- _STATED EXERCISE_: State how many lines in the material below contain the string "fishing", with case counting. Reply with the number alone.

- _DATA LISTING_:
"""

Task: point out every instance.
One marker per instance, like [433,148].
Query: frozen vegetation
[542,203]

"""
"""

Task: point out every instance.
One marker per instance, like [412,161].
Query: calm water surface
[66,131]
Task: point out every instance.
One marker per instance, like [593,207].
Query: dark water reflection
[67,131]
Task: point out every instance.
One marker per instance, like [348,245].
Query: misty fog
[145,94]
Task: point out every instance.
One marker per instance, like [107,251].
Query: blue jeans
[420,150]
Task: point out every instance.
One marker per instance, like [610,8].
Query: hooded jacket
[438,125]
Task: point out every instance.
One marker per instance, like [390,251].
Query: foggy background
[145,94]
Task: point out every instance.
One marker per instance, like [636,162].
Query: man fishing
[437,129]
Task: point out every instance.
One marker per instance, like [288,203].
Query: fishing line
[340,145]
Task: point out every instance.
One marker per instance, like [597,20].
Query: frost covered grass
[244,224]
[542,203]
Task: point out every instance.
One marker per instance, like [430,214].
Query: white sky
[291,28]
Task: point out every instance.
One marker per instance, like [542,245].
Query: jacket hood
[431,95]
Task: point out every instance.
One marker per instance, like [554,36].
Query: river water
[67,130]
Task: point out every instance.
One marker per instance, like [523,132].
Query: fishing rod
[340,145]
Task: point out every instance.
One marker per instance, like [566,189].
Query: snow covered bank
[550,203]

"""

- _PROBLEM SOLUTION_: 3